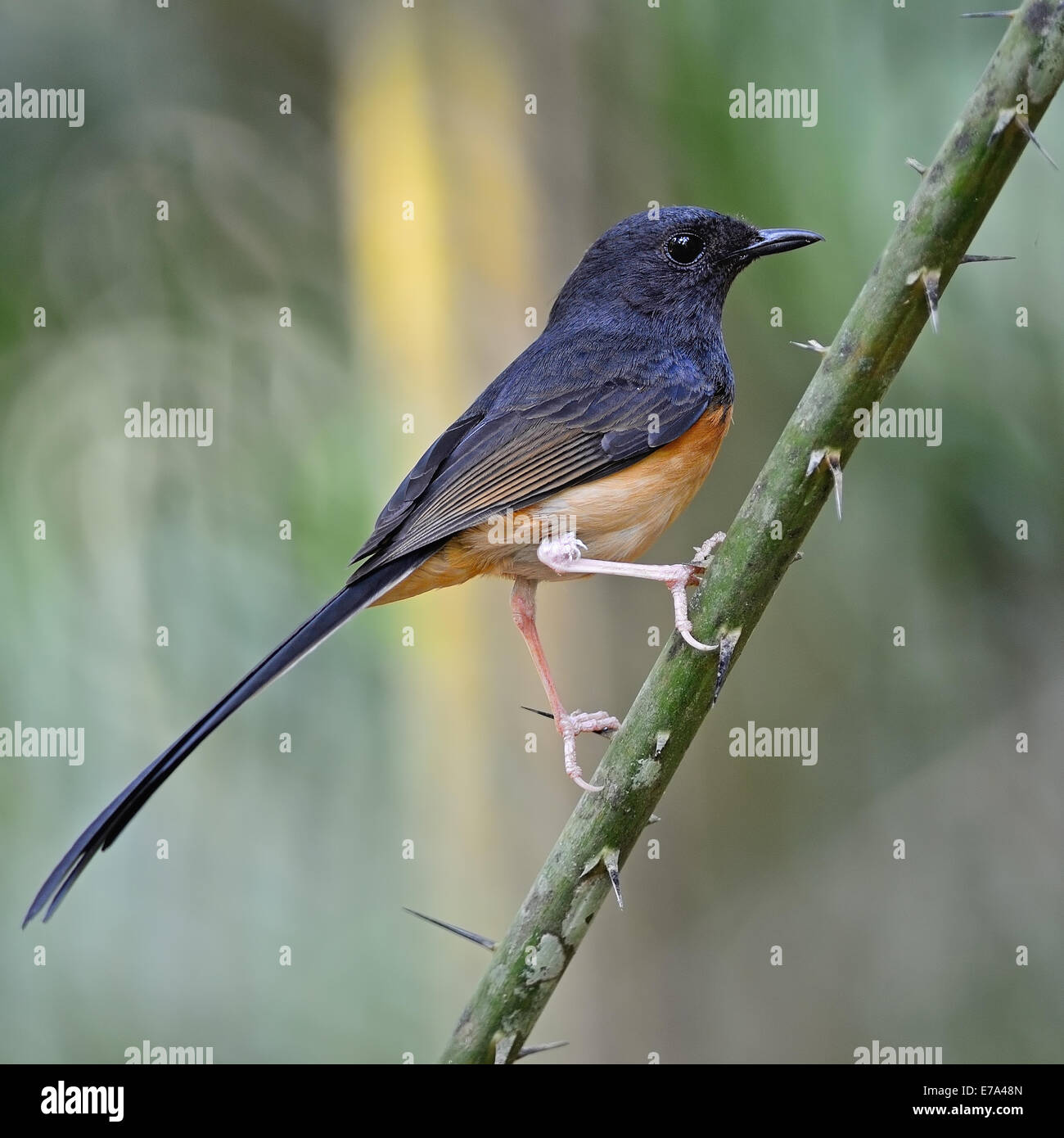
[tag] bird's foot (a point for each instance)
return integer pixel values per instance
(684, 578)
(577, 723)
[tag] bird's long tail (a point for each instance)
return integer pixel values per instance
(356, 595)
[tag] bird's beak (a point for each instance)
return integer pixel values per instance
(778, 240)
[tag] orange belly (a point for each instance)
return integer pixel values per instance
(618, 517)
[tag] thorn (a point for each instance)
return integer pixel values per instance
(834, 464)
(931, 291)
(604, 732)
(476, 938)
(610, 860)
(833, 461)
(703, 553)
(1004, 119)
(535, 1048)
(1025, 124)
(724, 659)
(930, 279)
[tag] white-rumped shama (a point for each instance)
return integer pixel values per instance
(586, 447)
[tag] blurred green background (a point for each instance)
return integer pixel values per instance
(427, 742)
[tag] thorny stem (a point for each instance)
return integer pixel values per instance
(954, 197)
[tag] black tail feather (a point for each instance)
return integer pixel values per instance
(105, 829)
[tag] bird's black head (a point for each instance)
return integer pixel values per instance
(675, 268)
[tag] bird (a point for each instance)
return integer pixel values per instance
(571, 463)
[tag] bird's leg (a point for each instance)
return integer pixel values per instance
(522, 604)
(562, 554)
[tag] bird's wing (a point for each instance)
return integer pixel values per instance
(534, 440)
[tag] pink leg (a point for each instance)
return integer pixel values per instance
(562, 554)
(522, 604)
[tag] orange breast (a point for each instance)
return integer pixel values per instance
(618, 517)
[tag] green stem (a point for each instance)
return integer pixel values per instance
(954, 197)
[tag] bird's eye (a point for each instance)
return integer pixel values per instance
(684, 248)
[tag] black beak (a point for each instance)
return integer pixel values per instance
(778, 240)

◇ ◇ ◇

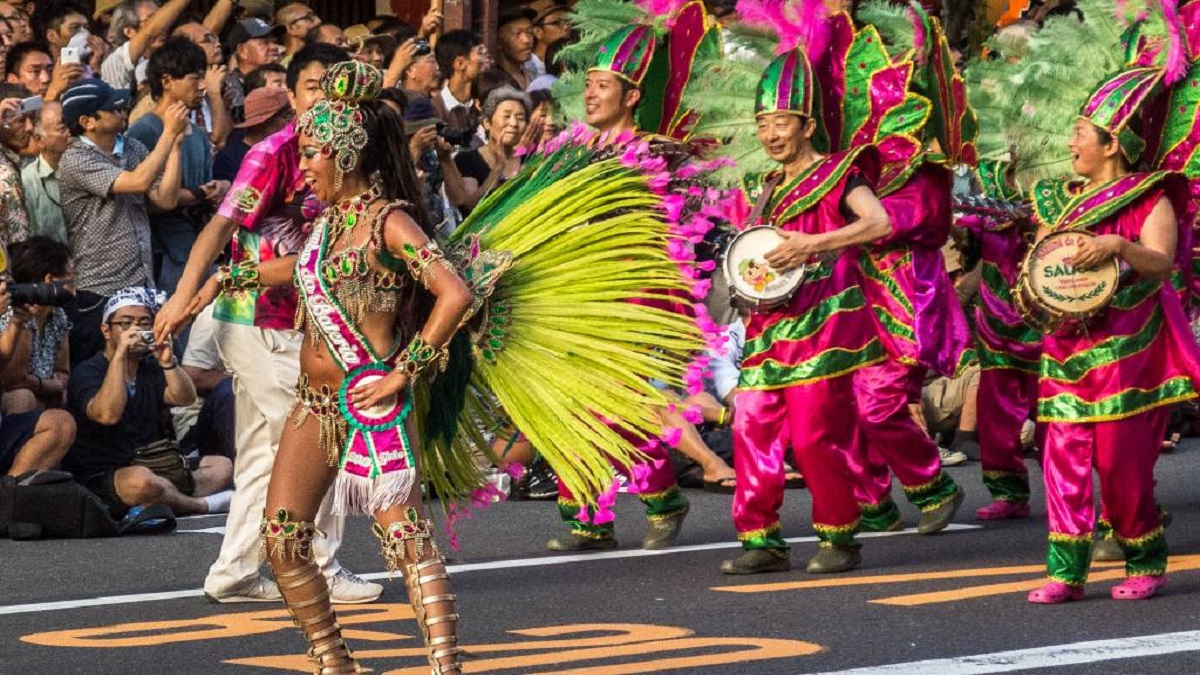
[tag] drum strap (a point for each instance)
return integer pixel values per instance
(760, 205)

◇ ◇ ◇

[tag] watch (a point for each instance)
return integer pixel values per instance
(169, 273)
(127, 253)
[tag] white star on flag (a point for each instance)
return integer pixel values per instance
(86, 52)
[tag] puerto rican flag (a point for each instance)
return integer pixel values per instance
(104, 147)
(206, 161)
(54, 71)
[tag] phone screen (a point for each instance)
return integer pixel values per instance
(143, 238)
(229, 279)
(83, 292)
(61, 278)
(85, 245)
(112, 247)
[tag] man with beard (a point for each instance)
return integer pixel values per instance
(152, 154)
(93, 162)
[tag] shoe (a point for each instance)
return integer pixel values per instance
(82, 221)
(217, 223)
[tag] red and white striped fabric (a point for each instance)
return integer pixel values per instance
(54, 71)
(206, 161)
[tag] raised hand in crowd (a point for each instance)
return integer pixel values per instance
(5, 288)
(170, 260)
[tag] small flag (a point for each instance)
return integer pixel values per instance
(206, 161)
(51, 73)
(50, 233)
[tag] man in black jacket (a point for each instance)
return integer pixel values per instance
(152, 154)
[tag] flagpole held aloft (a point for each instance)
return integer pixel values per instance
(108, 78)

◇ ◇ ◇

• What you have to do:
Repeat, word for word, the lines above between the line holding "[tag] bird's foot (a point for each instance)" and the line holding "[tag] thorn (a point for each instance)", inclusive; omit everything else.

• Answer to this exercise:
[tag] bird's foot (a point for each instance)
return integer pixel values per instance
(684, 578)
(577, 723)
[tag] bird's long tail (a point for each instance)
return integer pixel values per instance
(356, 595)
[tag] bird's beak (a point for each instance)
return integer pixel values per instance
(778, 240)
[tag] orange belly (a point for each instance)
return integer pixel values per instance
(618, 517)
[tag] thorn (a point for each instance)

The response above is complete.